--- Start RECORDS SUPPLIED ---
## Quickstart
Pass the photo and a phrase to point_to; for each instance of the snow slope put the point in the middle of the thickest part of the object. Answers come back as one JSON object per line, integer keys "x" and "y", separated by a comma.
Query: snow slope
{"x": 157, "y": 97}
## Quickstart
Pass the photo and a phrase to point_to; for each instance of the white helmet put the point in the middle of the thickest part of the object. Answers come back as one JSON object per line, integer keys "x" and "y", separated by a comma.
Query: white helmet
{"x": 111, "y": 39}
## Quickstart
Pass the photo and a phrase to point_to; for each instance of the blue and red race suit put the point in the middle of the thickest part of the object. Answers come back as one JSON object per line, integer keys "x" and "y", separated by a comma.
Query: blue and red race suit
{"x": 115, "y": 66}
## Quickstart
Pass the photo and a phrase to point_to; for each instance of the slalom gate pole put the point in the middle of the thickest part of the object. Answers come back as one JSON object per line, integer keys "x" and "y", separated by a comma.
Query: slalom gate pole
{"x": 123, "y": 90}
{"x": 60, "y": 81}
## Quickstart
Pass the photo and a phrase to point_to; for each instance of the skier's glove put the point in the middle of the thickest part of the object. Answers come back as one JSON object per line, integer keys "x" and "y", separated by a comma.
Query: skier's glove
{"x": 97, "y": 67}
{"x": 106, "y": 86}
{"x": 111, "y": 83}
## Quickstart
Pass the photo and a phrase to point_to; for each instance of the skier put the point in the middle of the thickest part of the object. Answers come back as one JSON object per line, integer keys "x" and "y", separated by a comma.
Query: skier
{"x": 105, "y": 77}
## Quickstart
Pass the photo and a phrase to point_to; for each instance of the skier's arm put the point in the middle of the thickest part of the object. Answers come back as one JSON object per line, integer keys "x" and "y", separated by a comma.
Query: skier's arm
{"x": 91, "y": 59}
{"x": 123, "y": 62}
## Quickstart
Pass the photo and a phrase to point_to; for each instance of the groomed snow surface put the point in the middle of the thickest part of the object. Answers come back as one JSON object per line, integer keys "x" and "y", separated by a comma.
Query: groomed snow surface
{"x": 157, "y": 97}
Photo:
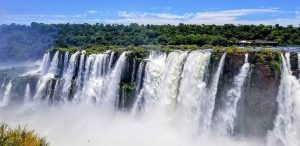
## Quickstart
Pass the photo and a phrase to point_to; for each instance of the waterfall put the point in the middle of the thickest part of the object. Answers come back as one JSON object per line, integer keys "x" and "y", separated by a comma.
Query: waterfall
{"x": 192, "y": 87}
{"x": 168, "y": 87}
{"x": 299, "y": 64}
{"x": 114, "y": 79}
{"x": 139, "y": 81}
{"x": 93, "y": 88}
{"x": 45, "y": 63}
{"x": 226, "y": 116}
{"x": 79, "y": 77}
{"x": 153, "y": 71}
{"x": 41, "y": 87}
{"x": 68, "y": 76}
{"x": 27, "y": 95}
{"x": 2, "y": 87}
{"x": 208, "y": 102}
{"x": 284, "y": 132}
{"x": 288, "y": 61}
{"x": 111, "y": 59}
{"x": 6, "y": 97}
{"x": 133, "y": 71}
{"x": 66, "y": 60}
{"x": 53, "y": 69}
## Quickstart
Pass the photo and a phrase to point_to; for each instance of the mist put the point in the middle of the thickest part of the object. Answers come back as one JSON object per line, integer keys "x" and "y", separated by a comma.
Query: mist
{"x": 85, "y": 124}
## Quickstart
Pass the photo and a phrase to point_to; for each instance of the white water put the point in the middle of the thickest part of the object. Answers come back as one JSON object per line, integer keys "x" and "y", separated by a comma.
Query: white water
{"x": 93, "y": 89}
{"x": 208, "y": 102}
{"x": 6, "y": 97}
{"x": 285, "y": 132}
{"x": 45, "y": 63}
{"x": 299, "y": 64}
{"x": 177, "y": 100}
{"x": 112, "y": 92}
{"x": 136, "y": 106}
{"x": 68, "y": 75}
{"x": 168, "y": 87}
{"x": 83, "y": 125}
{"x": 226, "y": 116}
{"x": 27, "y": 96}
{"x": 41, "y": 87}
{"x": 79, "y": 77}
{"x": 53, "y": 69}
{"x": 192, "y": 87}
{"x": 66, "y": 60}
{"x": 153, "y": 71}
{"x": 2, "y": 87}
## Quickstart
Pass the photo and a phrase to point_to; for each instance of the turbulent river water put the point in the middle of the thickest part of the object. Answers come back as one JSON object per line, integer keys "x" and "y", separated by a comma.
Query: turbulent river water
{"x": 75, "y": 100}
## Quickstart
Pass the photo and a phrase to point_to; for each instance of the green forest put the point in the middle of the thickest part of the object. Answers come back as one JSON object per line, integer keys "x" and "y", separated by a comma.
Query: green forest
{"x": 21, "y": 42}
{"x": 182, "y": 34}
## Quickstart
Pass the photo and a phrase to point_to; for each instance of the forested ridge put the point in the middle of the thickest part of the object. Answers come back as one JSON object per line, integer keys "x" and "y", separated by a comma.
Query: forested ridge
{"x": 23, "y": 42}
{"x": 182, "y": 34}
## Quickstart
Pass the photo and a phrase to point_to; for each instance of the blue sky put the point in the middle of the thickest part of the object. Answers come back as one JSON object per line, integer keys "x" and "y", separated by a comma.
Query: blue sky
{"x": 283, "y": 12}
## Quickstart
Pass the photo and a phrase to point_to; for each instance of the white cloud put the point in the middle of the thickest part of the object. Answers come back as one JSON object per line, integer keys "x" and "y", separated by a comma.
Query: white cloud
--- End RECORDS SUPPLIED ---
TASK DETAILS:
Please list every line of the data above that contains the word "blue", copying each line in full.

RESULT BELOW:
Pass the photo and a phrase to point_to; for each instance of the blue and red race suit put the point in the middle of the thickest part of the object. Answers come back as one JSON object per line, integer keys "x" and "y", separated by a comma.
Query: blue and red race suit
Pass the photo and a phrase to point_to; for each instance of the blue sky put the point in the middle of the thickest part of the object. Answers come back as one JSON object per line, integer keys "x" and "y", separated by a comma.
Query: blue sky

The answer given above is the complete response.